[Teks yang Diberikan]
++++

Ototekno

88 Persen Data Nasabah BSI Jadi Korban Ransomware: Refleksi Kegagalan Perlindungan Data Pribadi

Penyalahgunaan data pribadi dan serangan siber masih menjadi ancaman nyata meski Undang-Undang Nomor 27 Tahun 2022 tentang Pelindungan Data Pribadi sudah berlaku. Dalam kasus serangan ransomware terbaru yang menimpa PT Bank Syariah Indonesia Tbk (BSI), diperlukan langkah penegakan hukum yang efektif untuk memberikan efek jera bagi para pelaku kejahatan siber.

Pada tanggal 13 Mei 2023, diketahui bahwa data sebesar 1,5 terabita dari BSI diduga bocor. Data tersebut mencakup informasi pribadi lebih dari 15 juta pelanggan atau 88 persen dari 17 data nasabah yang dimiliki serta pegawai BSI, termasuk nama, alamat, informasi dokumen, nomor kartu, nomor telepon, dan transaksi.

Kelompok peretas ransomware LockBit 3.0 mengklaim bertanggung jawab atas peretasan tersebut dan menyerang BSI sejak 8 Mei. Mereka juga mengklaim bahwa serangan itu telah menutup semua layanan BSI. Peretas memperingatkan bahwa data yang dicuri akan dijual di dark web jika manajemen BSI tidak merespons dalam 72 jam.

Situasi ini muncul setelah deretan kasus yang banyak menimpa lembaga pemerintah mulai Badan Penyelenggara Jaminan Sosial (BPJS) Ketenagakerjaan pada 13 Maret, di mana data pribadi peserta BPJS Ketenagakerjaan berkapasitas 5 gigabita diduga bocor. Adapula Bank Indonesia (BI) yang juga mengakui pernah terserang virus jahat ransomware pada awal Januari 2022 lalu. Berdasarkan data Kementerian Komunikasi dan Informatika, dalam tiga tahun terakhir ada 30 lembaga yang datanya dibobol.

Peneliti Periksa Data, Arie Sembiring, menilai bahwa masalah kebocoran data ini adalah persoalan klasik yang terus berulang. Menurutnya, penegakan hukum dan administrasi yang dilakukan pemerintah belum optimal. Meski UU Nomor 27 Tahun 2022 sudah mengatur perlindungan data pribadi, namun belum ada sanksi yang cukup membuat pelaku kejahatan merasa jera.

Sementara itu, Direktur Eksekutif Information Communication Technology (ICT) Institute, Heru Sutadi, menekankan perlunya peningkatan keamanan siber karena industri keuangan sangat vital untuk diperkuat keamanannya. “Kejadian seperti ini tak bisa terus-menerus dibiarkan dan kita butuh satgas keamanan siber,” ujarnya kepada inilah.com, Minggu (14/3/2023).

++++

[Informasi]
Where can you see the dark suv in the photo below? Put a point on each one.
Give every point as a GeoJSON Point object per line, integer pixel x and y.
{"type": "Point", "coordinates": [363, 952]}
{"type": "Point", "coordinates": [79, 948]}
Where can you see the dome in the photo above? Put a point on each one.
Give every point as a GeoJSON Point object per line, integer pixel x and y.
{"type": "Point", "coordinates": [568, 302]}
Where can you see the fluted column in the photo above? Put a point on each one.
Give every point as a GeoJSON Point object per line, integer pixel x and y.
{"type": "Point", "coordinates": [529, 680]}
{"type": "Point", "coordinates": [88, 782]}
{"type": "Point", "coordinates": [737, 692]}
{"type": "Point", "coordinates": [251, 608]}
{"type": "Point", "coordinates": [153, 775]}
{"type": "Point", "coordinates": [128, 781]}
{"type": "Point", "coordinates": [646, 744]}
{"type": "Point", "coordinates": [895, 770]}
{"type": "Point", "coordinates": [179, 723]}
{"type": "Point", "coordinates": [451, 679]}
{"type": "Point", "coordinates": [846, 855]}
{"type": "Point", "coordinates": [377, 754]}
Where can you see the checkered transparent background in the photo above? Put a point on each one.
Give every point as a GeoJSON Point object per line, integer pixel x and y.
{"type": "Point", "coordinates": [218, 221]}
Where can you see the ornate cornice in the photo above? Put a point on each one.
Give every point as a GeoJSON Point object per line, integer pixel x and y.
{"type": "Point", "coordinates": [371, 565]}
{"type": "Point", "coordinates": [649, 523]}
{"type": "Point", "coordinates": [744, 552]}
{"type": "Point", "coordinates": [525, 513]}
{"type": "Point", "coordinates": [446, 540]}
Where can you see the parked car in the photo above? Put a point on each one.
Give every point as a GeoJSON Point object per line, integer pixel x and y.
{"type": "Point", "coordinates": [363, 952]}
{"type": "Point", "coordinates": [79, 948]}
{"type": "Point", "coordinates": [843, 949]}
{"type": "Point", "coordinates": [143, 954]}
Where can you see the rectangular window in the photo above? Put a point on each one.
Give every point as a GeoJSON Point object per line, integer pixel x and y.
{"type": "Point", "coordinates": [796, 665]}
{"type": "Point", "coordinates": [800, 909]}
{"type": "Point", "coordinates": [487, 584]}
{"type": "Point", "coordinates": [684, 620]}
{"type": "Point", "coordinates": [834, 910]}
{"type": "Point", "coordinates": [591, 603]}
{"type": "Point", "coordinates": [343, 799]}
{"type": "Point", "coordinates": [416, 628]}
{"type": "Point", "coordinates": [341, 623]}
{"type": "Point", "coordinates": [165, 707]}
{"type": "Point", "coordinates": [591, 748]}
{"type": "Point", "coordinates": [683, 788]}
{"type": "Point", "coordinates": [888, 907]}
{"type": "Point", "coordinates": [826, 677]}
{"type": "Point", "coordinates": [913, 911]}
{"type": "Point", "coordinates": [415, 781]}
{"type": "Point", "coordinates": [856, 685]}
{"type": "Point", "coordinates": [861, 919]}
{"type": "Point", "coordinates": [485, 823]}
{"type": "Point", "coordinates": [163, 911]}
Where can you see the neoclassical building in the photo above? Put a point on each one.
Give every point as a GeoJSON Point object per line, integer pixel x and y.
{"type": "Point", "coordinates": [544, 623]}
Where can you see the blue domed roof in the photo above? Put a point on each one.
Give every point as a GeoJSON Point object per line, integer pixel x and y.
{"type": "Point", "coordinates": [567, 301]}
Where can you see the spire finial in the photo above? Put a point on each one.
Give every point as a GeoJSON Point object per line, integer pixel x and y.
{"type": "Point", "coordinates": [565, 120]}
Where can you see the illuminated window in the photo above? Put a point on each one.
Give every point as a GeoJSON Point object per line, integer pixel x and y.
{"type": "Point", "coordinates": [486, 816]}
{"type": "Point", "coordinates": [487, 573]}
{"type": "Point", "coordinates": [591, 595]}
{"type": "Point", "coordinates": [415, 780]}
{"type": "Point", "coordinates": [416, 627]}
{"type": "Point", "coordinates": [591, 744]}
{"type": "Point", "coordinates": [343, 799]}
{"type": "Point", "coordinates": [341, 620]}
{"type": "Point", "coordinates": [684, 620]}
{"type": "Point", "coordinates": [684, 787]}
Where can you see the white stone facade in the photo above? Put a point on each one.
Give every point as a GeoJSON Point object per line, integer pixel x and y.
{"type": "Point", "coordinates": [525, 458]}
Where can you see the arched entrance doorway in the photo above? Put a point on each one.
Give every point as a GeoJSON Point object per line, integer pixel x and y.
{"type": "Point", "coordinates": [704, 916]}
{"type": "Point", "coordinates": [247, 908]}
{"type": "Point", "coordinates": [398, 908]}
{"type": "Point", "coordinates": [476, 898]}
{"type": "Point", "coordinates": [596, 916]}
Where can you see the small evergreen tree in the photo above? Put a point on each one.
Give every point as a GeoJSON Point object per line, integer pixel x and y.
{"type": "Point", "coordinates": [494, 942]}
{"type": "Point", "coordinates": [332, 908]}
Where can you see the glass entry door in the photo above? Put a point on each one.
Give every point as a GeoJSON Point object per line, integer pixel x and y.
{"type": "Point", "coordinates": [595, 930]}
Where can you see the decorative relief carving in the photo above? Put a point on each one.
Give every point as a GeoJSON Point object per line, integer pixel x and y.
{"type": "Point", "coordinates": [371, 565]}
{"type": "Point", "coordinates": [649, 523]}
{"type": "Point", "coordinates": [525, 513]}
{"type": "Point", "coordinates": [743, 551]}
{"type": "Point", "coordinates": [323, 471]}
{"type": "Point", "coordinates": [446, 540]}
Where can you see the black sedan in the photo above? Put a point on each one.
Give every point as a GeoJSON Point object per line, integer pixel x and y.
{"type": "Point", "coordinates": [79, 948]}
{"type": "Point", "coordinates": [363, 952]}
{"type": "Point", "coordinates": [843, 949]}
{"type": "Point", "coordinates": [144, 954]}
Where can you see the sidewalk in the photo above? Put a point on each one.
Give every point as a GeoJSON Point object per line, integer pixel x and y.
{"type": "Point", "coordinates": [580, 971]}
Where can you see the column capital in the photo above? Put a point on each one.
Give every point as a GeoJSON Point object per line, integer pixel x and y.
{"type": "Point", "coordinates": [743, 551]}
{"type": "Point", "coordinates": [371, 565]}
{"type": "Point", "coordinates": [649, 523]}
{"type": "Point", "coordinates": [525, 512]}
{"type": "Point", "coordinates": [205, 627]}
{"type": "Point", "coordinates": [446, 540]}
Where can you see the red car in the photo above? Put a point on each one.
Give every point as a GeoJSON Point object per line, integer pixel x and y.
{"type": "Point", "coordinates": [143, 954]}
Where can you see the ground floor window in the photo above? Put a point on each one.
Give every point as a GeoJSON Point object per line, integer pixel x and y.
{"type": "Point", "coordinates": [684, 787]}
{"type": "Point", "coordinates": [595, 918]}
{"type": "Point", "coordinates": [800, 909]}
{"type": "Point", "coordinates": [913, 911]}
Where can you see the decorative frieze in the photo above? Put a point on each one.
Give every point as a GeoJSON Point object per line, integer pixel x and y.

++++

[Yang Diminta]
Menurut teks tentang kebocoran data BSI, kelompok peretas apa yang mengklaim bertanggung jawab atas serangan tersebut? Gunakan hanya teks tersebut sebagai dasar jawaban.

[Jawaban]
Kelompok peretas ransomware LockBit 3.0.